_Consigne 1_
Dans l'entretien sur Chut !, renommez « bulle » en « sphère » en reprenant le passage qui commence à « Tout le monde » et s'achève à « ou peu traités. ».
_Consigne 2_
Quelles grandes thématiques l'entretien sur Chut ! cite-t-il pour aborder les conséquences des technologies ?
_Consigne 3_
D'après l'entretien sur Chut !, quel événement a poussé Sophie Comte à devenir rédactrice Web ?

_Extrait présenté_
--

TECH impact sociétal

Interview de Sophie Comte, Cofondatrice et Directrice de la rédaction de Chut ! un magazine qui interroge l’impact du numérique sur notre société.

By Pascale Caron

Lancé en 2019, le trimestriel Chut ! créé par Sophie Comte et Aurore Bisicchia, explore les conséquences des technologies dans nos vies. Elles sont convaincues que ce sont des enjeux de sociétés majeurs de notre époque qui nous concernent tous.

Elles l’abordent au travers de grandes thématiques : comme la place des femmes dans le monde, la ville de demain, l’écologie, la santé, l’apprentissage, l’amour, la démocratie ou encore le travail.

Chut ! est également un média féministe et inclusif. C’est un magazine engagé, qui questionne et valorise une tech empreinte de mixité, de responsabilité et d’éthique.

Ce magazine existe en ligne, sur chut.media et au format papier de 100 pages illustrées qui parait tous les trimestres. Elles ont reçu le prix du jury et du public « Médias en Seine », ainsi que « Femmes et Numérique » du Groupe La Poste.

 

Qu’est-ce qui t’a amenée à devenir entrepreneure ?

Je n’en avais pas forcément l’ambition, je voulais juste mon indépendance. Tout s’est fait très vite au hasard des rencontres. C’est la naissance de ma fille qui a été le déclencheur : j’ai décidé alors d’être rédactrice Web. J’avais une amie avec qui on avait fait notre prépa, qui exerçait déjà ce métier. En travaillant côte à côte dans un centre de coworking, on a choisi comme une évidence de s’associer, pour créer notre agence, « les chuchoteuses ». Nous avons commencé par chuchoter sur le web, pour des entreprises concernées par la transformation digitale. Nous gérions leur blog, ce qui nous a amenées à faire de nombreuses d’interviews et qui nous a permis de monter en compétence.

Tout le monde parle de Tech et de Digital chacun dans sa bulle de communauté. Que ce soient les startups centrées sur la Tech et l’économie ou les geeks plus focalisés sur la technique. À notre sens les enjeux de société n’étaient pas ou peu traités.

Les technologies sont présentes à toutes les étapes de notre vie. Il ne se passe pas un jour sans qu’on l’aborde : cyberharcèlement, cyberattaques, militantisme en ligne, amour virtuel et connecté, télétravail, médecine à distance, addictions aux écrans… Chut ! observe comment toutes ces transformations anodines en apparence se convertissent en grandes métamorphoses de notre époque. La pédagogie et l’inspiration sont notre mantra : nous voulons rendre ces sujets accessibles à toutes et tous, être inclusifs au travers de nos rubriques.

--

(Données de localisation de points)

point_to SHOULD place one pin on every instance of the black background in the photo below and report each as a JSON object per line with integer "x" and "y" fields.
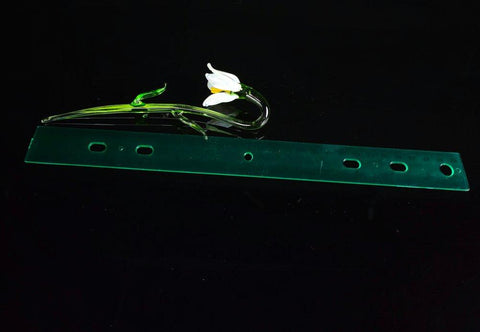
{"x": 92, "y": 249}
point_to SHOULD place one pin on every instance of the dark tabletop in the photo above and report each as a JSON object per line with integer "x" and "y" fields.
{"x": 93, "y": 249}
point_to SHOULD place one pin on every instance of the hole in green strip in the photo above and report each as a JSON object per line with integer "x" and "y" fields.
{"x": 144, "y": 149}
{"x": 351, "y": 163}
{"x": 398, "y": 166}
{"x": 446, "y": 169}
{"x": 97, "y": 147}
{"x": 248, "y": 156}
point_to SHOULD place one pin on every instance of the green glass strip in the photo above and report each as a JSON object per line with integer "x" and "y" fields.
{"x": 247, "y": 157}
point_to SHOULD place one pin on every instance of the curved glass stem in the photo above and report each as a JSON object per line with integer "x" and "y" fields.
{"x": 180, "y": 111}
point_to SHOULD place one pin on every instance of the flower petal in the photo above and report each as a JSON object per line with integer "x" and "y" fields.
{"x": 223, "y": 73}
{"x": 218, "y": 98}
{"x": 223, "y": 83}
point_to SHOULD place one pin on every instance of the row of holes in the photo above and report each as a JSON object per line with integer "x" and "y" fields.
{"x": 101, "y": 147}
{"x": 396, "y": 166}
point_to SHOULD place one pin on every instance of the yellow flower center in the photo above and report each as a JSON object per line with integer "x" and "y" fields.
{"x": 216, "y": 90}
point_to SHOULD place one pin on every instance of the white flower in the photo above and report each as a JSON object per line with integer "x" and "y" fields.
{"x": 223, "y": 86}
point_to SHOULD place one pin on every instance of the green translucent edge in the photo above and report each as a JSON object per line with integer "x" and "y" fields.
{"x": 247, "y": 157}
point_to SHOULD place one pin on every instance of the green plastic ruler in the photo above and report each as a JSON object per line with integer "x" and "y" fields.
{"x": 247, "y": 157}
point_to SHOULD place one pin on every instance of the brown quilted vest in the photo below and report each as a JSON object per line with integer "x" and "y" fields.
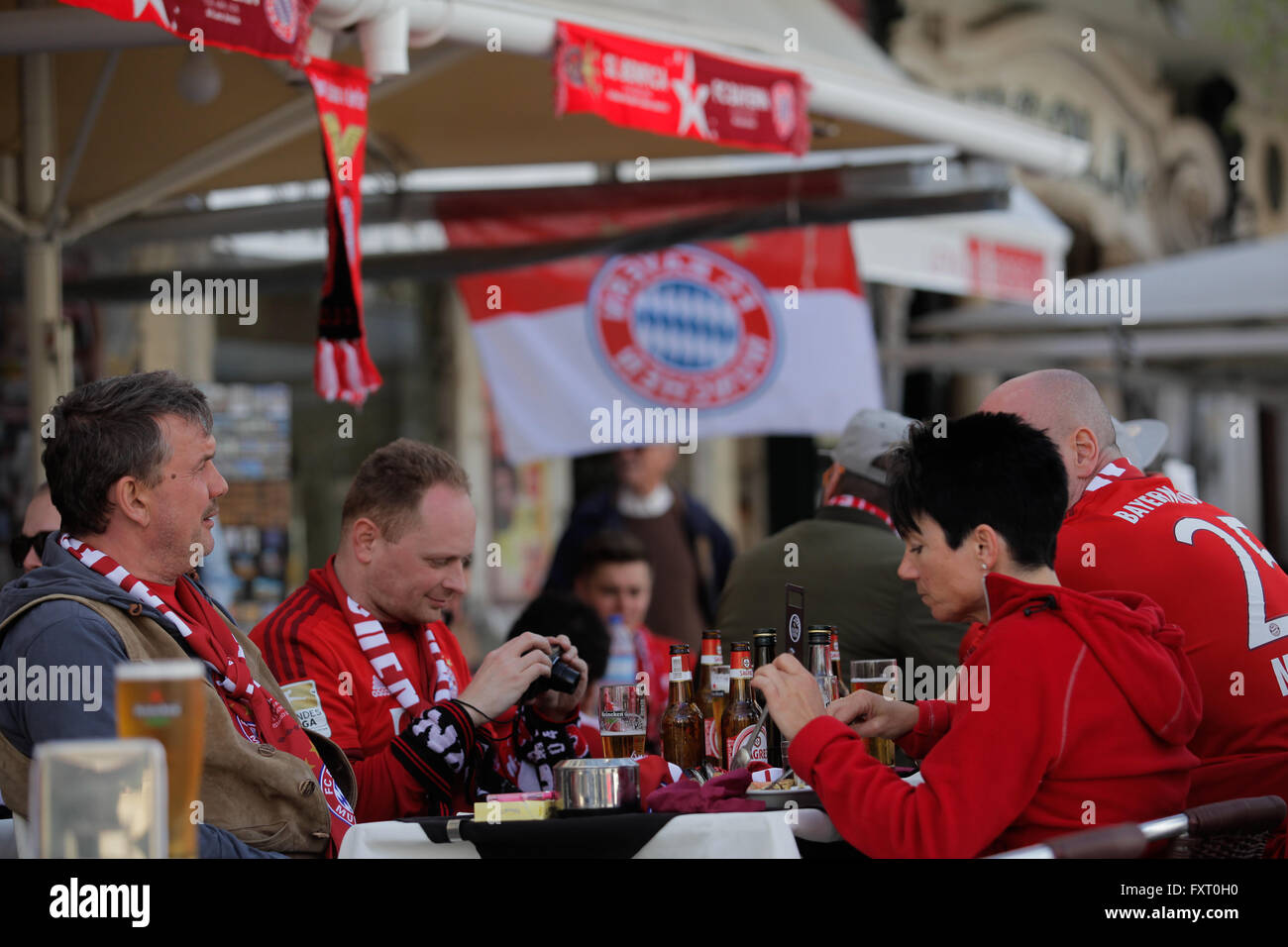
{"x": 267, "y": 797}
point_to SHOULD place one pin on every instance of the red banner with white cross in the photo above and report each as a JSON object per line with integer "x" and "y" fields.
{"x": 681, "y": 91}
{"x": 269, "y": 29}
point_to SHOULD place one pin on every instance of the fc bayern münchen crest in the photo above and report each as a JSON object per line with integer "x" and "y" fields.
{"x": 282, "y": 18}
{"x": 684, "y": 326}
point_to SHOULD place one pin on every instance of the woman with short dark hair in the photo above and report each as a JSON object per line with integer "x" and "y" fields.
{"x": 1072, "y": 710}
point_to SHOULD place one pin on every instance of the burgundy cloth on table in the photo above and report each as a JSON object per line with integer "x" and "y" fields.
{"x": 721, "y": 793}
{"x": 653, "y": 772}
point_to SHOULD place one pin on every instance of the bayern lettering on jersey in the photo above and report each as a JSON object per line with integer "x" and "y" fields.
{"x": 1150, "y": 500}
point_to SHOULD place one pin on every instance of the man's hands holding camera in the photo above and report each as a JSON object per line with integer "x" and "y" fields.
{"x": 509, "y": 674}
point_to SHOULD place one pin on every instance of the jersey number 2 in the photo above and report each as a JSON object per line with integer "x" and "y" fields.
{"x": 1260, "y": 630}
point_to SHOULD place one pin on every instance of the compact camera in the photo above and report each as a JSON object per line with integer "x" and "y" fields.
{"x": 563, "y": 678}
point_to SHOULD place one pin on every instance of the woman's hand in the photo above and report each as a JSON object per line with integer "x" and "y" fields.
{"x": 872, "y": 715}
{"x": 791, "y": 693}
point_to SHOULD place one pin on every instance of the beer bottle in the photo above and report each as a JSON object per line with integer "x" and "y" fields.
{"x": 765, "y": 643}
{"x": 741, "y": 712}
{"x": 819, "y": 638}
{"x": 841, "y": 686}
{"x": 682, "y": 722}
{"x": 708, "y": 699}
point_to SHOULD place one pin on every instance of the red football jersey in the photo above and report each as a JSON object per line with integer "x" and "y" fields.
{"x": 1222, "y": 585}
{"x": 314, "y": 654}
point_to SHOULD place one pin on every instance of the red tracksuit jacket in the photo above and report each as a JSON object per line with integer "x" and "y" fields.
{"x": 1222, "y": 585}
{"x": 309, "y": 646}
{"x": 1087, "y": 706}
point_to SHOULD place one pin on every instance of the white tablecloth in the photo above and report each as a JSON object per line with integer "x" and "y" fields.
{"x": 722, "y": 835}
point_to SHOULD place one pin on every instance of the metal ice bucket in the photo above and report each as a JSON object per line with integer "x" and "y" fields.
{"x": 592, "y": 785}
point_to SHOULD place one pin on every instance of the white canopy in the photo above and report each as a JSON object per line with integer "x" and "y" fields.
{"x": 996, "y": 254}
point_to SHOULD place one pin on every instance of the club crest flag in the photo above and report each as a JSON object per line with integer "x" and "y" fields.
{"x": 268, "y": 29}
{"x": 681, "y": 91}
{"x": 343, "y": 368}
{"x": 763, "y": 334}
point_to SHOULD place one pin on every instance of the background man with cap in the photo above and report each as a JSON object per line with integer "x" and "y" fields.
{"x": 848, "y": 558}
{"x": 1129, "y": 530}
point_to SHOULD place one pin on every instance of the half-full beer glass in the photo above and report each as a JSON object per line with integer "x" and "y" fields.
{"x": 876, "y": 676}
{"x": 165, "y": 699}
{"x": 622, "y": 720}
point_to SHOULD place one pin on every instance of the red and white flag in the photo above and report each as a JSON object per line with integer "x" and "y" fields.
{"x": 681, "y": 91}
{"x": 763, "y": 334}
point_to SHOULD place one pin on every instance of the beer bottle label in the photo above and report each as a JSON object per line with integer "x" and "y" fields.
{"x": 759, "y": 750}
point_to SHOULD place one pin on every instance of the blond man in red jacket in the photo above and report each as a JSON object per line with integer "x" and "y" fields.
{"x": 1089, "y": 702}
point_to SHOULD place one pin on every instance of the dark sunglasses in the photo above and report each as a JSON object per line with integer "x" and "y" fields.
{"x": 18, "y": 545}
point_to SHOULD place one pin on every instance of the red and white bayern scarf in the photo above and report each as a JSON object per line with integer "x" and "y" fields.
{"x": 858, "y": 502}
{"x": 380, "y": 652}
{"x": 215, "y": 644}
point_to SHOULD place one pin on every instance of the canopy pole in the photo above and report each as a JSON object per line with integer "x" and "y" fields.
{"x": 50, "y": 337}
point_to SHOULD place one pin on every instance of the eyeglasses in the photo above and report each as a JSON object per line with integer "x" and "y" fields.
{"x": 18, "y": 545}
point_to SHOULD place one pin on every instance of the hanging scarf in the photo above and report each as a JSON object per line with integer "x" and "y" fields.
{"x": 244, "y": 697}
{"x": 342, "y": 365}
{"x": 858, "y": 502}
{"x": 380, "y": 652}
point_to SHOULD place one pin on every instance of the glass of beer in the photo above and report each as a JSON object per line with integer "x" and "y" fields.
{"x": 163, "y": 699}
{"x": 622, "y": 720}
{"x": 876, "y": 676}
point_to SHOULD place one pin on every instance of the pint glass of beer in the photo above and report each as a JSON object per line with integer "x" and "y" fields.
{"x": 622, "y": 720}
{"x": 163, "y": 699}
{"x": 876, "y": 676}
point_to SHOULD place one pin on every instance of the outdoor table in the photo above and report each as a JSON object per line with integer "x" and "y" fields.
{"x": 772, "y": 834}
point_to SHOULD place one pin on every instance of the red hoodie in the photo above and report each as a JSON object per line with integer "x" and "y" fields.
{"x": 1220, "y": 583}
{"x": 1089, "y": 702}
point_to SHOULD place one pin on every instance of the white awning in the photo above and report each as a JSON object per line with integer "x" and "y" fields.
{"x": 995, "y": 254}
{"x": 850, "y": 77}
{"x": 1240, "y": 281}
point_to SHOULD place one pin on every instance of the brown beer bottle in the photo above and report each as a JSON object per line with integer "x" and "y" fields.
{"x": 819, "y": 639}
{"x": 741, "y": 712}
{"x": 765, "y": 644}
{"x": 682, "y": 720}
{"x": 707, "y": 697}
{"x": 841, "y": 688}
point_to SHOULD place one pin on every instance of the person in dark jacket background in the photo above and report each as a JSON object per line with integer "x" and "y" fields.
{"x": 688, "y": 551}
{"x": 846, "y": 557}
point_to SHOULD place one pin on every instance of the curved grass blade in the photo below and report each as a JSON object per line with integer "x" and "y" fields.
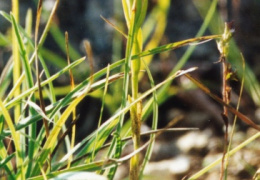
{"x": 16, "y": 139}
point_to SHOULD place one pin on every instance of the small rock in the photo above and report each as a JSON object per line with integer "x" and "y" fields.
{"x": 191, "y": 141}
{"x": 168, "y": 168}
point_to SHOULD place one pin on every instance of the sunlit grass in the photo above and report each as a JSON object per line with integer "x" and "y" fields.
{"x": 50, "y": 151}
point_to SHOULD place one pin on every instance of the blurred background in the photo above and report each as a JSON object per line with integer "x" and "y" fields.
{"x": 81, "y": 18}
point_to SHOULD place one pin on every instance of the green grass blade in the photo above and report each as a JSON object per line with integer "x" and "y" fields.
{"x": 16, "y": 139}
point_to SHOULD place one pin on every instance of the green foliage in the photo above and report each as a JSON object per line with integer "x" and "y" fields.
{"x": 37, "y": 156}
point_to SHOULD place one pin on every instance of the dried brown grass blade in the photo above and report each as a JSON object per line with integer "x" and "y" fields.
{"x": 219, "y": 100}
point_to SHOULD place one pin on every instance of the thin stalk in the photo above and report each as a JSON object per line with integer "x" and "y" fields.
{"x": 73, "y": 129}
{"x": 16, "y": 59}
{"x": 226, "y": 88}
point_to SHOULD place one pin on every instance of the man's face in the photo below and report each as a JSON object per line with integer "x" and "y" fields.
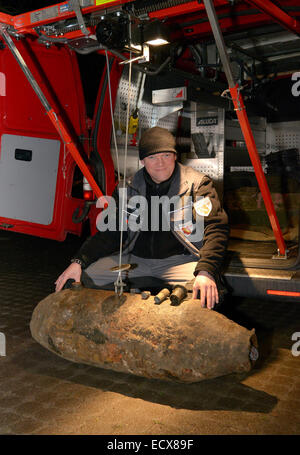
{"x": 160, "y": 166}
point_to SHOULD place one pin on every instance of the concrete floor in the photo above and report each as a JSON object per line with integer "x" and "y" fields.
{"x": 41, "y": 393}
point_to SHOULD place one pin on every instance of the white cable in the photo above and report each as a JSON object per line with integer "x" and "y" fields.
{"x": 119, "y": 279}
{"x": 112, "y": 117}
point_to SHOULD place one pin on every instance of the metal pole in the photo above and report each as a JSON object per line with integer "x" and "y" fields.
{"x": 280, "y": 16}
{"x": 53, "y": 116}
{"x": 245, "y": 126}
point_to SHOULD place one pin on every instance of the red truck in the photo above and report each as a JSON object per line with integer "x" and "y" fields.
{"x": 79, "y": 81}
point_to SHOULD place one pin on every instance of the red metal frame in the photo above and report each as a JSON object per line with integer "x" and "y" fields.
{"x": 33, "y": 122}
{"x": 254, "y": 156}
{"x": 277, "y": 14}
{"x": 60, "y": 11}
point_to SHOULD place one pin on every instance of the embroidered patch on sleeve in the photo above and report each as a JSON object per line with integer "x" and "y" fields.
{"x": 203, "y": 207}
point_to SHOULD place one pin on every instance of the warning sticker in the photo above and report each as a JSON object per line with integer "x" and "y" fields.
{"x": 203, "y": 207}
{"x": 187, "y": 228}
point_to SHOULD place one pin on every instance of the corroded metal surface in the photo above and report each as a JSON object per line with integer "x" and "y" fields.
{"x": 184, "y": 343}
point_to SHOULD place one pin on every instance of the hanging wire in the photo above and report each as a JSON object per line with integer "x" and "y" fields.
{"x": 112, "y": 116}
{"x": 119, "y": 283}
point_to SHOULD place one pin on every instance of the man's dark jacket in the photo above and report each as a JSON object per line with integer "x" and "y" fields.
{"x": 184, "y": 181}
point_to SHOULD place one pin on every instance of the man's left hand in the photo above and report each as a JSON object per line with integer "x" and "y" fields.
{"x": 206, "y": 284}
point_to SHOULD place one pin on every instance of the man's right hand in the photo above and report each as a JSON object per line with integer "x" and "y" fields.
{"x": 73, "y": 272}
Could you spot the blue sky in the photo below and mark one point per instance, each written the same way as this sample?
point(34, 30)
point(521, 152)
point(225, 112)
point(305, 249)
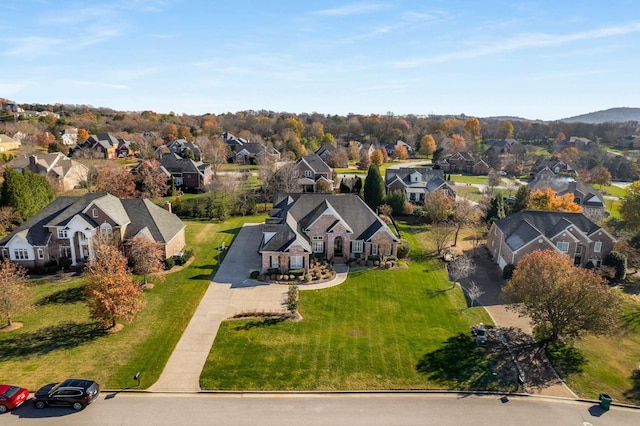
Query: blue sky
point(534, 59)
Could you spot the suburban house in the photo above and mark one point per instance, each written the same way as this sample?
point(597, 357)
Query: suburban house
point(187, 174)
point(312, 170)
point(8, 143)
point(586, 196)
point(417, 182)
point(335, 227)
point(574, 234)
point(69, 136)
point(252, 152)
point(105, 145)
point(329, 150)
point(391, 146)
point(464, 162)
point(63, 173)
point(185, 149)
point(66, 229)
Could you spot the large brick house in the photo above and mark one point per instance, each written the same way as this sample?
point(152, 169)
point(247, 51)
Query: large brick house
point(417, 182)
point(511, 238)
point(66, 229)
point(336, 227)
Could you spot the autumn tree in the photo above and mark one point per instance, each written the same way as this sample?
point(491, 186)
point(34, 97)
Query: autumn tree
point(427, 145)
point(376, 157)
point(505, 131)
point(561, 299)
point(14, 289)
point(112, 294)
point(150, 180)
point(115, 180)
point(437, 206)
point(464, 214)
point(374, 189)
point(630, 205)
point(547, 199)
point(146, 256)
point(400, 152)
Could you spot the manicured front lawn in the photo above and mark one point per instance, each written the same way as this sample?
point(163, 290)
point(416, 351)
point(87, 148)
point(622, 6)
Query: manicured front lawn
point(59, 340)
point(370, 332)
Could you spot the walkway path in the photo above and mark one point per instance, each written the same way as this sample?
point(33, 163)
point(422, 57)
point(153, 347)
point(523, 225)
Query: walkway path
point(229, 293)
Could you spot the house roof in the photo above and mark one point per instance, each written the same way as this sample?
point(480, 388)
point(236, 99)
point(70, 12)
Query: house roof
point(293, 213)
point(523, 227)
point(137, 215)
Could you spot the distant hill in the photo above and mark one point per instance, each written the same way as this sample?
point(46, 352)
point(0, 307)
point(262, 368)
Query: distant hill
point(611, 115)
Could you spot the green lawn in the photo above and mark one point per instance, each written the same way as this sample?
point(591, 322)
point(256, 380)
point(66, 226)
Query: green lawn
point(59, 340)
point(370, 332)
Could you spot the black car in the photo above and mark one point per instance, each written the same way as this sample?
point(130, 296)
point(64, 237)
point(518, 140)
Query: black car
point(77, 393)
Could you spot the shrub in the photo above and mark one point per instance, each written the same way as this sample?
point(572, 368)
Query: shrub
point(507, 272)
point(403, 249)
point(618, 261)
point(169, 263)
point(65, 263)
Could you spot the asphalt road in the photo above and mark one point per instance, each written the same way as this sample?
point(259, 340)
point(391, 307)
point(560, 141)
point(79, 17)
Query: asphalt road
point(352, 409)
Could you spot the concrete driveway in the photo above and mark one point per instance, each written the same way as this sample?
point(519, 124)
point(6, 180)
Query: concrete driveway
point(231, 292)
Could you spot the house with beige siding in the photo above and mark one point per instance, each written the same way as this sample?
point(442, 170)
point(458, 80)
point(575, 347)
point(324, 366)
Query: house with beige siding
point(574, 234)
point(335, 227)
point(67, 227)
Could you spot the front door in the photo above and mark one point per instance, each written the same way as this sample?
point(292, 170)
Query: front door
point(337, 247)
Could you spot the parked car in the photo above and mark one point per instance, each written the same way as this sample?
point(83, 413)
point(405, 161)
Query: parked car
point(76, 393)
point(12, 397)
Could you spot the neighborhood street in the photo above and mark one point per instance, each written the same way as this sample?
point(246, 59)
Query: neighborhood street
point(311, 409)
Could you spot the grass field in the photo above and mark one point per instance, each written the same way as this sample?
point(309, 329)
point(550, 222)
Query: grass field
point(59, 340)
point(371, 332)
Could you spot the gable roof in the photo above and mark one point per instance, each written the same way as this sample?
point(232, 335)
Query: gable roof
point(523, 227)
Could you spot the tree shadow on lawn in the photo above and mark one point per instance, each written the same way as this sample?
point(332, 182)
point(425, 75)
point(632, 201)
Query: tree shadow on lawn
point(42, 341)
point(63, 297)
point(460, 364)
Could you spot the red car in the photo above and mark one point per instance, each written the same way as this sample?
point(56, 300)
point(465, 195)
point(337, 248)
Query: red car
point(12, 397)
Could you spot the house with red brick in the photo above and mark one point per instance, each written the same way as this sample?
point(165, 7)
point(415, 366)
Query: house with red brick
point(335, 227)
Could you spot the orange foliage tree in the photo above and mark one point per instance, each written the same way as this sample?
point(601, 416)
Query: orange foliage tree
point(547, 199)
point(112, 294)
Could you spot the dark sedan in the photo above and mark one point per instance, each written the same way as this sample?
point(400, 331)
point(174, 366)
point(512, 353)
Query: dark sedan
point(76, 393)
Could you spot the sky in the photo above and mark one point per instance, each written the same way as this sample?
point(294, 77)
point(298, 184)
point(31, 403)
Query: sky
point(542, 60)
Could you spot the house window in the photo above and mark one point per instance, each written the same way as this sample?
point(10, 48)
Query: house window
point(295, 262)
point(65, 251)
point(21, 254)
point(317, 244)
point(106, 231)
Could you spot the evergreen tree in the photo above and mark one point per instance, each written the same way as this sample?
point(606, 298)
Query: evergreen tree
point(27, 192)
point(374, 187)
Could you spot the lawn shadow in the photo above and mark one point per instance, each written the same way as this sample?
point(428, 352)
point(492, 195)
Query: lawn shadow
point(462, 365)
point(63, 297)
point(44, 340)
point(633, 394)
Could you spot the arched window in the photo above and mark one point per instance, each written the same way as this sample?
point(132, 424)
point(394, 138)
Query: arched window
point(106, 231)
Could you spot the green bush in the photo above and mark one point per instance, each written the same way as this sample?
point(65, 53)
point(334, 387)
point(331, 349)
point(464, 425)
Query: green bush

--

_Réponse rédigée 1_
Tout le monde parle de Tech et de Digital chacun dans sa sphère de communauté. Que ce soient les startups centrées sur la Tech et l’économie ou les geeks plus focalisés sur la technique. À notre sens les enjeux de société n’étaient pas ou peu traités.

_Réponse rédigée 2_
La place des femmes dans le monde, la ville de demain, l'écologie, la santé, l'apprentissage, l'amour, la démocratie et le travail.

_Réponse rédigée 3_
La naissance de sa fille.